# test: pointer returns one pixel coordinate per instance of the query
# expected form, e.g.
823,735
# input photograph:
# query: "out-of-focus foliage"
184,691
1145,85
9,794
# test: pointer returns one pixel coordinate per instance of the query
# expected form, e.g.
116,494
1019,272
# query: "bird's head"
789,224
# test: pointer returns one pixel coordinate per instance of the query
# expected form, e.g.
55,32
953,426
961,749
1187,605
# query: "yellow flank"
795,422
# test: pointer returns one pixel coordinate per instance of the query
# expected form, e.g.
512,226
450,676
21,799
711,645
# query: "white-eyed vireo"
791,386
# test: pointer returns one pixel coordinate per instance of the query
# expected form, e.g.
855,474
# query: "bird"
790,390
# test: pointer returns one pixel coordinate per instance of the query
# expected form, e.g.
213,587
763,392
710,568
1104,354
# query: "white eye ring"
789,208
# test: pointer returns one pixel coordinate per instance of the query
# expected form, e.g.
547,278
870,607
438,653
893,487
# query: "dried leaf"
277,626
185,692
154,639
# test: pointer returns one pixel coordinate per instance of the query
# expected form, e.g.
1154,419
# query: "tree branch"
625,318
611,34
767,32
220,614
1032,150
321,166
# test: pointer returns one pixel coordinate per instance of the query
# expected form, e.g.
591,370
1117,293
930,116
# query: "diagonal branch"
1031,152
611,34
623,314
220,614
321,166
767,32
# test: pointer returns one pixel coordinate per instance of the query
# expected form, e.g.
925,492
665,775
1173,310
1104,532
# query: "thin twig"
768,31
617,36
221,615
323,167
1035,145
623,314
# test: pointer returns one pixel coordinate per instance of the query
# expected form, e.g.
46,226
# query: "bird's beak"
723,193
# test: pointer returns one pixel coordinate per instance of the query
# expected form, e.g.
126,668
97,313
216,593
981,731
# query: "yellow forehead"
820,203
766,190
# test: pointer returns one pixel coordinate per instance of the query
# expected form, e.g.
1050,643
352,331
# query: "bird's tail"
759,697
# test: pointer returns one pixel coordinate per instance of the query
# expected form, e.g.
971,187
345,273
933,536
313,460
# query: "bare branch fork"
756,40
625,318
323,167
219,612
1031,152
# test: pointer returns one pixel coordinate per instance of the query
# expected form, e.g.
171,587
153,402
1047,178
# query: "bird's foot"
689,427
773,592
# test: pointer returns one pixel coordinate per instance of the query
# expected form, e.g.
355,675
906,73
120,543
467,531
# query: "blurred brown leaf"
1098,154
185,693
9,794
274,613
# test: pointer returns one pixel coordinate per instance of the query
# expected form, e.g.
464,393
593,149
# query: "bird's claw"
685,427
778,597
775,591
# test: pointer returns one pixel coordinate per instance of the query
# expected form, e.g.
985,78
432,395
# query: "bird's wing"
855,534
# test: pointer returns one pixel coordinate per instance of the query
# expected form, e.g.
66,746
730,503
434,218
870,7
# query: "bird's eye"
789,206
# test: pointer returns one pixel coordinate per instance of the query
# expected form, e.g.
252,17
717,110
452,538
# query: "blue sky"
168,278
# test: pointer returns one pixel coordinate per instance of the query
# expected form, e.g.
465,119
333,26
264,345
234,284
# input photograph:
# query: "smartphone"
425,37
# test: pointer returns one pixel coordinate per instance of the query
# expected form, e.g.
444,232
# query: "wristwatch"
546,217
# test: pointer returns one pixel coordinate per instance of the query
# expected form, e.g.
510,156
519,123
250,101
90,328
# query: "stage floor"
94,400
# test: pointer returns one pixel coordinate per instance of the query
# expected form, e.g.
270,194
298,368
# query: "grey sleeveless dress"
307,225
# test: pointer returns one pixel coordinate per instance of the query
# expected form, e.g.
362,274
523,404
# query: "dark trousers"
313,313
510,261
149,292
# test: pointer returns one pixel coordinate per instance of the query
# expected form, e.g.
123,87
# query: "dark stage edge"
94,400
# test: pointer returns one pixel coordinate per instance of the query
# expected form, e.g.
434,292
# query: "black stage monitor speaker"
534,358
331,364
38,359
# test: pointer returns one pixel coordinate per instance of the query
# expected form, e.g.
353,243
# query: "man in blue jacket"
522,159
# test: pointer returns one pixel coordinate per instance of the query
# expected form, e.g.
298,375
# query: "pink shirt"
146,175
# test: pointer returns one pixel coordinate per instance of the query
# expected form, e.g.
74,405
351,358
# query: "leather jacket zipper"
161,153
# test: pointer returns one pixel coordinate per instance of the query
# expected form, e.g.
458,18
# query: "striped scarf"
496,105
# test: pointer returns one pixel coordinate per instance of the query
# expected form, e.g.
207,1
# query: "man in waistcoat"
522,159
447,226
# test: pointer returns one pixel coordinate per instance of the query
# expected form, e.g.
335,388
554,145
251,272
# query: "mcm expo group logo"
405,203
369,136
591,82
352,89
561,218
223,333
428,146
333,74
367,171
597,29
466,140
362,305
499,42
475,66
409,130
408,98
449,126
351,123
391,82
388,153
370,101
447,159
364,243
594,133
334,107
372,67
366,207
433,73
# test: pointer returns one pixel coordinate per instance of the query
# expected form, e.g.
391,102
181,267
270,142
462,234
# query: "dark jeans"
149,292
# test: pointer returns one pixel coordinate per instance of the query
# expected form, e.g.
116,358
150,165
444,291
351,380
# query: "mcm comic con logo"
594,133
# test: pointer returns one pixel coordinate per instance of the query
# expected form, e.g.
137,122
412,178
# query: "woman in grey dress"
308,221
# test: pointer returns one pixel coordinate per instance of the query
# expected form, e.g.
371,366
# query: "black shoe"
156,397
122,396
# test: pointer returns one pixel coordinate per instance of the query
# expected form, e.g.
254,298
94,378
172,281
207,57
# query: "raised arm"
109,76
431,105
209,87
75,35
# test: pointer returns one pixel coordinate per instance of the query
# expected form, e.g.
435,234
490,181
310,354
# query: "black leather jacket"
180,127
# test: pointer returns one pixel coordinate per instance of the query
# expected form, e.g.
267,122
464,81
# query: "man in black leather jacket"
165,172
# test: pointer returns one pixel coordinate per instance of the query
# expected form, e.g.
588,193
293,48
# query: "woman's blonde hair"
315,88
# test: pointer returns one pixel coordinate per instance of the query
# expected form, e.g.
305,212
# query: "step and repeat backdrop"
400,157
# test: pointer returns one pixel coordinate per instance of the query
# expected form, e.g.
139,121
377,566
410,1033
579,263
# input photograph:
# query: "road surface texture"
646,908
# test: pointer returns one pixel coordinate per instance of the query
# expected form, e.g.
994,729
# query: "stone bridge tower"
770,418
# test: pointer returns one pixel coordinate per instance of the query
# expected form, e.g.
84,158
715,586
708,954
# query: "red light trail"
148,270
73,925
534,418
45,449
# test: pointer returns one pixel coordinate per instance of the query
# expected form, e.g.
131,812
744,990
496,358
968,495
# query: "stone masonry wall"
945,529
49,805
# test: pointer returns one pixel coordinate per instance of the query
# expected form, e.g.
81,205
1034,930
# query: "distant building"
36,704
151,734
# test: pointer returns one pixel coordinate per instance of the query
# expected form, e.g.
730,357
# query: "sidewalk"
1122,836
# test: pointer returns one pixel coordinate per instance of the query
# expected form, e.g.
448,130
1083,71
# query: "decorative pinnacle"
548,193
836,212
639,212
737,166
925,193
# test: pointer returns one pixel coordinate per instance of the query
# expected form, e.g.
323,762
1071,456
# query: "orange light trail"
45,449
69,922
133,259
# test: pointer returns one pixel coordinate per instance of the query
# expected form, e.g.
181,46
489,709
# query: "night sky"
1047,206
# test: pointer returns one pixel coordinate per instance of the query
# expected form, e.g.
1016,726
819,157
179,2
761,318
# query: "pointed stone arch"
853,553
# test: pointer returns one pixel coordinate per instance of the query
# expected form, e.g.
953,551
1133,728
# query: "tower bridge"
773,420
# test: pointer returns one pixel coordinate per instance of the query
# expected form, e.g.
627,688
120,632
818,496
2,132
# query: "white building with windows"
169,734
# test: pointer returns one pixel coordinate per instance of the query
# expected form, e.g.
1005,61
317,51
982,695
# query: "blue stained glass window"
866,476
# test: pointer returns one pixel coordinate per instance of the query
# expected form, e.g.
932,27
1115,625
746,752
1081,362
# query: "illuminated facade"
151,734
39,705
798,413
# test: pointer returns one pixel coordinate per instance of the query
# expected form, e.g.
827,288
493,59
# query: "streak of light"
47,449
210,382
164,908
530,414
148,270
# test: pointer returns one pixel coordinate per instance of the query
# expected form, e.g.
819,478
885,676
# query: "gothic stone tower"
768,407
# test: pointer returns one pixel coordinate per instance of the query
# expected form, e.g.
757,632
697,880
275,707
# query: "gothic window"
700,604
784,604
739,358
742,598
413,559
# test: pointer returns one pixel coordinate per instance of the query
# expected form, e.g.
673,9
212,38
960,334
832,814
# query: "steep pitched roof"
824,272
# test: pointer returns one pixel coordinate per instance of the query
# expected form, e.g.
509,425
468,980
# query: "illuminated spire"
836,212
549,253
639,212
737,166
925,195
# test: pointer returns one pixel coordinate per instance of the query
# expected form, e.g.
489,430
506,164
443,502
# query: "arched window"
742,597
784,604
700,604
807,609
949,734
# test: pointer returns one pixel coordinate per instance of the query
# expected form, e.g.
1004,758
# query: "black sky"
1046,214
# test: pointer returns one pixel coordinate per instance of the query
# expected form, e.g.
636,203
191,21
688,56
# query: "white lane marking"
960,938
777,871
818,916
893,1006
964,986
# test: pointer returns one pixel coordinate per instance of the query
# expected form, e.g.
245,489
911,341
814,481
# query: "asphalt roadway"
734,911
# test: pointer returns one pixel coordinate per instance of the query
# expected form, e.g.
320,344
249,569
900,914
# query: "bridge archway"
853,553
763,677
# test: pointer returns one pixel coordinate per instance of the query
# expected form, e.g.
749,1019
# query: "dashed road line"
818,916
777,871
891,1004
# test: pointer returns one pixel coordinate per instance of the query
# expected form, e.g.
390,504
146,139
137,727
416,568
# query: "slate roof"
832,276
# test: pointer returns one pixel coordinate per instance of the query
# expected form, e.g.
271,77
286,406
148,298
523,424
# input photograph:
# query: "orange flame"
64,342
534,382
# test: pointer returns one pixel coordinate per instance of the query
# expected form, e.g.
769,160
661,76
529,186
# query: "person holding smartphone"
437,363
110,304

Given request: Please locate each line above that contains the string "grey", matching case exactly, and copy those lines out.

Output of the task:
# query: "grey sleeveless dress"
# query: "woman in grey dress"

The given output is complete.